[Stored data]

###

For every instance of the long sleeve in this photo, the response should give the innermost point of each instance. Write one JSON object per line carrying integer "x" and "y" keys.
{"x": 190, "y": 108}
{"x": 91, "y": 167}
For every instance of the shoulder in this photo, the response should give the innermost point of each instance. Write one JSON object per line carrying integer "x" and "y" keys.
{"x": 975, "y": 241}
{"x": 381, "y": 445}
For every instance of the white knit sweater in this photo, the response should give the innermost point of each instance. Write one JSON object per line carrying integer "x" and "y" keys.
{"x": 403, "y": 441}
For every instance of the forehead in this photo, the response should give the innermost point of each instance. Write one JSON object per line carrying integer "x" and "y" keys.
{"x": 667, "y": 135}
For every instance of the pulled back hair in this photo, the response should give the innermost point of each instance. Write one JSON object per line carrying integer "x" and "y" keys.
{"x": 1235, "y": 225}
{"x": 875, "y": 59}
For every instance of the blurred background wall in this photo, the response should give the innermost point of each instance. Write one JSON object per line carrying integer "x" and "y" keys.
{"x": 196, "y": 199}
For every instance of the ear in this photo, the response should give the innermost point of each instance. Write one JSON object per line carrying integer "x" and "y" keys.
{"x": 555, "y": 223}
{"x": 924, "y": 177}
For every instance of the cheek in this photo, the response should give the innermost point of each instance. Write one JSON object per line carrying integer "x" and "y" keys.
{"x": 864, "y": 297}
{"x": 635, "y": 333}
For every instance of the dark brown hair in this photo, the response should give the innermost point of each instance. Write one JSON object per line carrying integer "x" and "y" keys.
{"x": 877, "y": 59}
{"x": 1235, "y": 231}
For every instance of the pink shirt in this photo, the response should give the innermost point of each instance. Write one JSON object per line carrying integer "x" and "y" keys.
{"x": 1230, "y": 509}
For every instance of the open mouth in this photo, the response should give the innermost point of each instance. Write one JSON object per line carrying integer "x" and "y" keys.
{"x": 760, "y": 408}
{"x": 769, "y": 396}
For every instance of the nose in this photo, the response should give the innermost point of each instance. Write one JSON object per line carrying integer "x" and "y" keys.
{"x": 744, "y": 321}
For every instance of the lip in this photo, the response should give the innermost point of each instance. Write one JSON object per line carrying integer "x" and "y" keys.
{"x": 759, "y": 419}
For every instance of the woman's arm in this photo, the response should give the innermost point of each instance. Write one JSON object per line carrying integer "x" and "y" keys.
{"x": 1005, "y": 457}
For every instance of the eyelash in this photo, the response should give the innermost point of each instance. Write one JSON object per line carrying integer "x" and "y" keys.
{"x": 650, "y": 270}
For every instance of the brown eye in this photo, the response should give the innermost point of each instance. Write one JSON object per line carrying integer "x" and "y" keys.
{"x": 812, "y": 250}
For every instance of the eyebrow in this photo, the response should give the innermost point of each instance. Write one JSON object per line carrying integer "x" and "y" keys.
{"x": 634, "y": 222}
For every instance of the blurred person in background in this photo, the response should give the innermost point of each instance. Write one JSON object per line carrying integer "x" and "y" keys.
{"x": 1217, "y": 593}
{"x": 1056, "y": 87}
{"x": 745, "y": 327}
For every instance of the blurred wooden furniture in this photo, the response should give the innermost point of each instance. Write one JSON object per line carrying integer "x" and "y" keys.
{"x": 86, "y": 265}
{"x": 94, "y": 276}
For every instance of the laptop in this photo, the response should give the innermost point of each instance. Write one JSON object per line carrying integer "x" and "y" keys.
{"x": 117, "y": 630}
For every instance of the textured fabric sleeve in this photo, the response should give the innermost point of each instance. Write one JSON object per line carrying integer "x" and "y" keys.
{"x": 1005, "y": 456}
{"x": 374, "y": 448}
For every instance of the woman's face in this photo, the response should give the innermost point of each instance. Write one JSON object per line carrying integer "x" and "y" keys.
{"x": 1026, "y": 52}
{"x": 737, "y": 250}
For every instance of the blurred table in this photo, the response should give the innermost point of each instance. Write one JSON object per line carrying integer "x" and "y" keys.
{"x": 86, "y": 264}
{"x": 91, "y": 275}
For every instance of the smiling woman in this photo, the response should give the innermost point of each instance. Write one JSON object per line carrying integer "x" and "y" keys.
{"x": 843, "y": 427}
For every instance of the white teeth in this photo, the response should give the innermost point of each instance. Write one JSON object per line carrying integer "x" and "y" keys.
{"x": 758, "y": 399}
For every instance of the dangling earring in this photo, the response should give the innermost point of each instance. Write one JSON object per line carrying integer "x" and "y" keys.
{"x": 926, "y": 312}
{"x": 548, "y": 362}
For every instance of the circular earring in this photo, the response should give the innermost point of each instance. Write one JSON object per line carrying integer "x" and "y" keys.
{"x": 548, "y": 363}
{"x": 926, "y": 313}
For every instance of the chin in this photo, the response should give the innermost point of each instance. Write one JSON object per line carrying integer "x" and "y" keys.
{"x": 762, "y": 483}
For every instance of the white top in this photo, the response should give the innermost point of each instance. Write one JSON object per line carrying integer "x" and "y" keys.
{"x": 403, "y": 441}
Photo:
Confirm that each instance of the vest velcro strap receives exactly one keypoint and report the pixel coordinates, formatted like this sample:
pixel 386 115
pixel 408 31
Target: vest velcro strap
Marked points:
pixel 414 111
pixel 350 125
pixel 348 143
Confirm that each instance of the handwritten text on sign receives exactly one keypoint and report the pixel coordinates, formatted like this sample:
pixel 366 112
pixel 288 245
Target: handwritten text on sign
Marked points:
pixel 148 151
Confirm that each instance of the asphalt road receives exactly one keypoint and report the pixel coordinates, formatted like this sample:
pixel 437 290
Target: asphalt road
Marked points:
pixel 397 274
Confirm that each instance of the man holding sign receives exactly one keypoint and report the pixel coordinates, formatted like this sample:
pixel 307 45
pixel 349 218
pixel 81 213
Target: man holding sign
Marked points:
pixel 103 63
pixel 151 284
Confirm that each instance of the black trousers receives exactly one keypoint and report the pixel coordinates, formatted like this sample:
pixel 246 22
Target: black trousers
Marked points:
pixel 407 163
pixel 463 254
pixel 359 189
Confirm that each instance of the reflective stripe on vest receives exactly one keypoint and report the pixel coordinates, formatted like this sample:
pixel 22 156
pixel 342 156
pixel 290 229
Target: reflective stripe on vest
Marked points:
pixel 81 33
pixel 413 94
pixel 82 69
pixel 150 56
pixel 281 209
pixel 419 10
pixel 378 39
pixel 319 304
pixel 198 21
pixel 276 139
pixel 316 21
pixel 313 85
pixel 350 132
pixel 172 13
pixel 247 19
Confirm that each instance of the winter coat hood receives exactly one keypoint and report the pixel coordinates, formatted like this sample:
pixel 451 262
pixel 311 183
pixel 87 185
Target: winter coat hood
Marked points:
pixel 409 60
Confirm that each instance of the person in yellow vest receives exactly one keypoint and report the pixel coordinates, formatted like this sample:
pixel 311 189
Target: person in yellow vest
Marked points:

###

# [Exercise aim]
Write out again, without any change, the lines of the records starting at the line that contains "Confirm that each instance of the reflective" and ending with the last line of the records.

# [Problem solution]
Confirm that each instance of the reflective stripe on vest receives exactly one keypoint and report the pixel coordinates, formatted like this sample:
pixel 22 156
pixel 342 156
pixel 290 229
Target: reflective stripe on vest
Marked points:
pixel 81 33
pixel 413 94
pixel 82 69
pixel 150 56
pixel 281 209
pixel 419 10
pixel 378 39
pixel 319 304
pixel 198 21
pixel 276 139
pixel 316 21
pixel 313 85
pixel 350 132
pixel 172 13
pixel 247 19
Confirm that each instance of the winter coat hood receives exactly one keypoint and report the pixel coordinates, formatted like this sample:
pixel 451 262
pixel 311 183
pixel 87 185
Target: winter coat hood
Marked points:
pixel 409 60
Confirm that each instance of the person in yellow vest receives exactly one keypoint and report the pixel coordinates, formatted like this sample:
pixel 311 189
Target: person in yellow vest
Marked points:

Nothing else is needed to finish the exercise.